Task instructions: The answer must consist of every line in the records that contains the word "sofa".

Items listed in a dataset:
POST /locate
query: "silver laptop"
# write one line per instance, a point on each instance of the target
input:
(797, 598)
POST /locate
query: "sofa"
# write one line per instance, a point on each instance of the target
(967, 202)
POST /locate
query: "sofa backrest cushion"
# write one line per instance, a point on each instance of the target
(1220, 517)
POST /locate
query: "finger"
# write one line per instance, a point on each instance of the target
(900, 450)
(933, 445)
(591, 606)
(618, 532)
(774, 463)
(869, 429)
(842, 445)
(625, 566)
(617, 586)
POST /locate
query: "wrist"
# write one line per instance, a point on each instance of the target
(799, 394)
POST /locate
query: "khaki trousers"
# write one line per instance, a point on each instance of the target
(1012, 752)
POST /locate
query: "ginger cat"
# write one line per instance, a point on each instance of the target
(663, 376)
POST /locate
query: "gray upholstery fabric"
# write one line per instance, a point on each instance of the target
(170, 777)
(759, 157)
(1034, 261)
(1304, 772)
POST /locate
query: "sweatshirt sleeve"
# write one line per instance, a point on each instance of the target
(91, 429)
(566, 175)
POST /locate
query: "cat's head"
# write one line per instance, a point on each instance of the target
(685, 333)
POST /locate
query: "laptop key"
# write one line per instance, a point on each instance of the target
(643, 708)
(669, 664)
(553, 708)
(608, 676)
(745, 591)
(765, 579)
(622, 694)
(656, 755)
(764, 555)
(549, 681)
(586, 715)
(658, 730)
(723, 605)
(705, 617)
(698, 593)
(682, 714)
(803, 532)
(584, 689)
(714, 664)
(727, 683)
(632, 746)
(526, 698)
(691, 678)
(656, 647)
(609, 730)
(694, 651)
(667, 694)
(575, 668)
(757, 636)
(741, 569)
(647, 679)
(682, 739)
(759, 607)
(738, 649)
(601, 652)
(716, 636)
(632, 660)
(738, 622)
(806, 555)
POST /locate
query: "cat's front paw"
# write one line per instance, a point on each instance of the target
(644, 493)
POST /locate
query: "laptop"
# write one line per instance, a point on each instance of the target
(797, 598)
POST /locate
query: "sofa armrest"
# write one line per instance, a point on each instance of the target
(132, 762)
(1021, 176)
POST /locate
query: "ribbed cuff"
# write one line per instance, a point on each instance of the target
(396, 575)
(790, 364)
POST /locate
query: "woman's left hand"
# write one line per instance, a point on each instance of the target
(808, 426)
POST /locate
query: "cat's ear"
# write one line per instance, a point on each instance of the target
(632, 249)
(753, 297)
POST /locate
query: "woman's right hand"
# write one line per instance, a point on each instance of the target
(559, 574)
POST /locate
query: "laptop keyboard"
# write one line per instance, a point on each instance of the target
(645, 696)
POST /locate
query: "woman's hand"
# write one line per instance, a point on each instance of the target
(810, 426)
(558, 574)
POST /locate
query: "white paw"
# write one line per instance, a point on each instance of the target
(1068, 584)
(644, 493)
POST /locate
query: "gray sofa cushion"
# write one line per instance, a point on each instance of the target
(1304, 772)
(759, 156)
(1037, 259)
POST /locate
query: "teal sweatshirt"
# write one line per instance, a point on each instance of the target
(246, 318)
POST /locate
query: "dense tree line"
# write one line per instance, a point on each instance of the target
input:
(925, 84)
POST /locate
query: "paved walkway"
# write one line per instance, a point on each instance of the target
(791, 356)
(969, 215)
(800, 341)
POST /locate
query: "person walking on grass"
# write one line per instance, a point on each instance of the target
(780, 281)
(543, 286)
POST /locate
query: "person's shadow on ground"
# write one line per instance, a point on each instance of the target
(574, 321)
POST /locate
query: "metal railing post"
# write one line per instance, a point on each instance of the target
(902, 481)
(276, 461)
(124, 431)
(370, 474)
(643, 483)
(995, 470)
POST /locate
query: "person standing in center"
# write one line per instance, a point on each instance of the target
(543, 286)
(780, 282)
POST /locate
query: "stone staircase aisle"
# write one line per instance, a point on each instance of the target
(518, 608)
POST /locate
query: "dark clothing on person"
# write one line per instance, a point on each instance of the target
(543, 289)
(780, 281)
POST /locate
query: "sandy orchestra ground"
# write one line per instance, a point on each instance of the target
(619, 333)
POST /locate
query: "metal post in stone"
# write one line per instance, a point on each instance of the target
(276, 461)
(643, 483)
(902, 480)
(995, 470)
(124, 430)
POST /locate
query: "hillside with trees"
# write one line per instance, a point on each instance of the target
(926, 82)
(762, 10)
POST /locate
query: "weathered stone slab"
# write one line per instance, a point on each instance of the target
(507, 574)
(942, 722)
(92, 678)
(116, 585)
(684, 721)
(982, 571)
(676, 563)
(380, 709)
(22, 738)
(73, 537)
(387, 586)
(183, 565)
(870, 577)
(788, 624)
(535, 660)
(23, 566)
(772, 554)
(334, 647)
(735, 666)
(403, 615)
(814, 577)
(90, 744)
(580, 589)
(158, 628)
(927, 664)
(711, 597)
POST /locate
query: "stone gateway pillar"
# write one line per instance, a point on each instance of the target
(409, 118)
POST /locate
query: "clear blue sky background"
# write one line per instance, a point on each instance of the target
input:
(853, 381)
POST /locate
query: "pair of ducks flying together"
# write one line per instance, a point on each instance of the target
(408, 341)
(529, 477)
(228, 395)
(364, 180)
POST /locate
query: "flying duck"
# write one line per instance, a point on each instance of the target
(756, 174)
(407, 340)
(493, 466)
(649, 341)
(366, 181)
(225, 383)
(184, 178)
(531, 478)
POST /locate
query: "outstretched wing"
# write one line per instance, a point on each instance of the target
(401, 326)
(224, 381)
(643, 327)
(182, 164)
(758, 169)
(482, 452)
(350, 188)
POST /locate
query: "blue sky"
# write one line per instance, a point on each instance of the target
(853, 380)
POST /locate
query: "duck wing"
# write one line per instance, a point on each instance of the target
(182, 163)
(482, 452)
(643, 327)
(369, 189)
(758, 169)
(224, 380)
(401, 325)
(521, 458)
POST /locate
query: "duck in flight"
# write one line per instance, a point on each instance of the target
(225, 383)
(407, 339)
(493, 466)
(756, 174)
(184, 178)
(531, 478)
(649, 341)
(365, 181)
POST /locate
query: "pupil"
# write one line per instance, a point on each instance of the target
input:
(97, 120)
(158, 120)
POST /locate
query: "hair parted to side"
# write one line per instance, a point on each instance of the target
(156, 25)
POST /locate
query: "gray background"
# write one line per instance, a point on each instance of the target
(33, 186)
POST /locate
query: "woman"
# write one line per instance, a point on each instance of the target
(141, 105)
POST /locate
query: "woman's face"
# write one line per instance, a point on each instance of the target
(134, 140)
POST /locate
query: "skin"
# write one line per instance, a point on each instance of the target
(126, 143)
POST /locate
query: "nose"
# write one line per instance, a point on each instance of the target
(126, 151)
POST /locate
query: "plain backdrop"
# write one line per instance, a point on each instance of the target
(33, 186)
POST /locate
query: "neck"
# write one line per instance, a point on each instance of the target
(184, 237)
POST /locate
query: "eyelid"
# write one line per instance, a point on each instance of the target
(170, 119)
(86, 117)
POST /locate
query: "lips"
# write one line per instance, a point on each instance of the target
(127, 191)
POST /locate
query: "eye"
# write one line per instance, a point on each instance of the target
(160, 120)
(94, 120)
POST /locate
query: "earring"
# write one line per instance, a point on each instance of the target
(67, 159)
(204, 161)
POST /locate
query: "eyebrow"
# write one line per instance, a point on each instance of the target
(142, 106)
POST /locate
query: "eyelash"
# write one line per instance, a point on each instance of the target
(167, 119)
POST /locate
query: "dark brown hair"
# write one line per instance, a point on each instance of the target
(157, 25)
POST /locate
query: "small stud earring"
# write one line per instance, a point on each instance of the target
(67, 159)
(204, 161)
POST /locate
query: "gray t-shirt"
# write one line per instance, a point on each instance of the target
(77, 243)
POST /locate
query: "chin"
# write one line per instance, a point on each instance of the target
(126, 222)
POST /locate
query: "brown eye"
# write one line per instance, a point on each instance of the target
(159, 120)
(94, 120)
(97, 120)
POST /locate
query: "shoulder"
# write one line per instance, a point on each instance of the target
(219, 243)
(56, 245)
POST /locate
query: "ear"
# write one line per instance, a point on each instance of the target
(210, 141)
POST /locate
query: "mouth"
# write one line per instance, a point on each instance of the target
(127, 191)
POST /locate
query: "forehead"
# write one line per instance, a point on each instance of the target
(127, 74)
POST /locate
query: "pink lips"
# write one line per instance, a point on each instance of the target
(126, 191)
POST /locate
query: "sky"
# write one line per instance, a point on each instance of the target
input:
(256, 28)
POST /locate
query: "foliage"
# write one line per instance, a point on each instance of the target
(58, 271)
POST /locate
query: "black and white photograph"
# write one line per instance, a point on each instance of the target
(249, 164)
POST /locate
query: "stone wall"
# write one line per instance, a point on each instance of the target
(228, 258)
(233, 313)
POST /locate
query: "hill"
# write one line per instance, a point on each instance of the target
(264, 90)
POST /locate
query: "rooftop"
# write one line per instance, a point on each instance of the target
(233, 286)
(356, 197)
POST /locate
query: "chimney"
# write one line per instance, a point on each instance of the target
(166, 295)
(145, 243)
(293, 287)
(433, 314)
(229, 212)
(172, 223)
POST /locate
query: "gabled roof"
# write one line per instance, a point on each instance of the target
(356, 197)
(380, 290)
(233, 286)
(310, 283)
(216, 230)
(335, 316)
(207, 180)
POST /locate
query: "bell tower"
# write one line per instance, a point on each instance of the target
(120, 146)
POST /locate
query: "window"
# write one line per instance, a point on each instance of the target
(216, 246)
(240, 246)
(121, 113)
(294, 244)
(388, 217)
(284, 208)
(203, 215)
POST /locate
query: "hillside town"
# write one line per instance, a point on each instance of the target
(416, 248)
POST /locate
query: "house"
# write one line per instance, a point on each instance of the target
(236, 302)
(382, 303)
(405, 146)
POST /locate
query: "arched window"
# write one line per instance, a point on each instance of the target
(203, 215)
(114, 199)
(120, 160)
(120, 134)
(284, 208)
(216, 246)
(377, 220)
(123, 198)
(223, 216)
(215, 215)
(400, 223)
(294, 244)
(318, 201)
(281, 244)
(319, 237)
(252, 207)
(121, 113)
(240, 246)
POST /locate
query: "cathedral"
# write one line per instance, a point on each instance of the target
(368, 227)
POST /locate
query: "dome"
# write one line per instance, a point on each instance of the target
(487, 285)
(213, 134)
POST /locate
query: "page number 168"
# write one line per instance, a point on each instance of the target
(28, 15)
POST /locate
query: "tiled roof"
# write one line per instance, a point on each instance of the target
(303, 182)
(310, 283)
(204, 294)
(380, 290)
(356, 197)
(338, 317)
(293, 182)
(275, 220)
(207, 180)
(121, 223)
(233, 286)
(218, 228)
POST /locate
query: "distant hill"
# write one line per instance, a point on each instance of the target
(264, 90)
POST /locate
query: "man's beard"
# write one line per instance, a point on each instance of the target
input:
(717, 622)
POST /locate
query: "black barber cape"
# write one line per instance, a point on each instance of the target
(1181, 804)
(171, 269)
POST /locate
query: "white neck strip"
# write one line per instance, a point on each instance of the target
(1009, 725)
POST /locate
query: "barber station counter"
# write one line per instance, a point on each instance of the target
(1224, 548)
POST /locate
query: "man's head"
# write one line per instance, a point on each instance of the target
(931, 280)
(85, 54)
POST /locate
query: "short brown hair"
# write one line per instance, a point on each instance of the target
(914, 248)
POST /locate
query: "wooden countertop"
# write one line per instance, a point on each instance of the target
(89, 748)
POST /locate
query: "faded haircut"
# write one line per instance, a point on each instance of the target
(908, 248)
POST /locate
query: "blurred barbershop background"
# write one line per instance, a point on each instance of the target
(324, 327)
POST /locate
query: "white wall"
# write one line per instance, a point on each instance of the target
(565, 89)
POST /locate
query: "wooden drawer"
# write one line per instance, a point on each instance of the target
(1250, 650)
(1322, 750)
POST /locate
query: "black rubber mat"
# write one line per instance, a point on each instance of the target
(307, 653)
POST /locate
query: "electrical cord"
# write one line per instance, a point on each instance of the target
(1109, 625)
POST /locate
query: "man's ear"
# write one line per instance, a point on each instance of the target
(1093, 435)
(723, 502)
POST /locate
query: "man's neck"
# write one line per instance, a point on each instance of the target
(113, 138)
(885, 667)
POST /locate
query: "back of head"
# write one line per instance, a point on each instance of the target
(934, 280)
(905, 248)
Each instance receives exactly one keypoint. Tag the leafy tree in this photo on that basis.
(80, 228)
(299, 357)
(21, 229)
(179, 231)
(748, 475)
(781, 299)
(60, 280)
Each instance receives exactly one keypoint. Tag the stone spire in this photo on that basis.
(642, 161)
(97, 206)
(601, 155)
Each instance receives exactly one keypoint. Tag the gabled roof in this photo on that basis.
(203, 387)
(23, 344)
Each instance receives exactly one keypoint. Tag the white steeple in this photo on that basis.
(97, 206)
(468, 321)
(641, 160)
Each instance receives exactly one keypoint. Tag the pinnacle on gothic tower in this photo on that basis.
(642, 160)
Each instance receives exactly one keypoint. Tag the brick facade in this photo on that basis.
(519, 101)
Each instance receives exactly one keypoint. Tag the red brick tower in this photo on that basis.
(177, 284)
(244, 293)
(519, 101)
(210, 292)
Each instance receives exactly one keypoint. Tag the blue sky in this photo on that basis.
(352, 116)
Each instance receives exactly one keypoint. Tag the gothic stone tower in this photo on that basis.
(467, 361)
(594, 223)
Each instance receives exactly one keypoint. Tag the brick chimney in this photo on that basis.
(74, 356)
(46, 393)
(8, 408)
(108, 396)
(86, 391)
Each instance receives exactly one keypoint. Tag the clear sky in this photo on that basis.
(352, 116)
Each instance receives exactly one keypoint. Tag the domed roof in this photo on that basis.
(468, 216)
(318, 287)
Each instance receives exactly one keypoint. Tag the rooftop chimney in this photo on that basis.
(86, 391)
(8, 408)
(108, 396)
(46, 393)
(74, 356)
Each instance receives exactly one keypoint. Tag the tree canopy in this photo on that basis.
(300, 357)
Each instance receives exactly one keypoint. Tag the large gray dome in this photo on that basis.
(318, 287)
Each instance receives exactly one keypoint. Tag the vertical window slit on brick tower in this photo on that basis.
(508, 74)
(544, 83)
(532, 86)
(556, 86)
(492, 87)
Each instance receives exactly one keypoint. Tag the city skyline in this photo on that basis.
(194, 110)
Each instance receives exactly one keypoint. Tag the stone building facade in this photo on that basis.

Solution for this exercise:
query: "sofa"
query: "sofa backrest cushion"
query: "sofa armrest"
query: "gray sofa cushion"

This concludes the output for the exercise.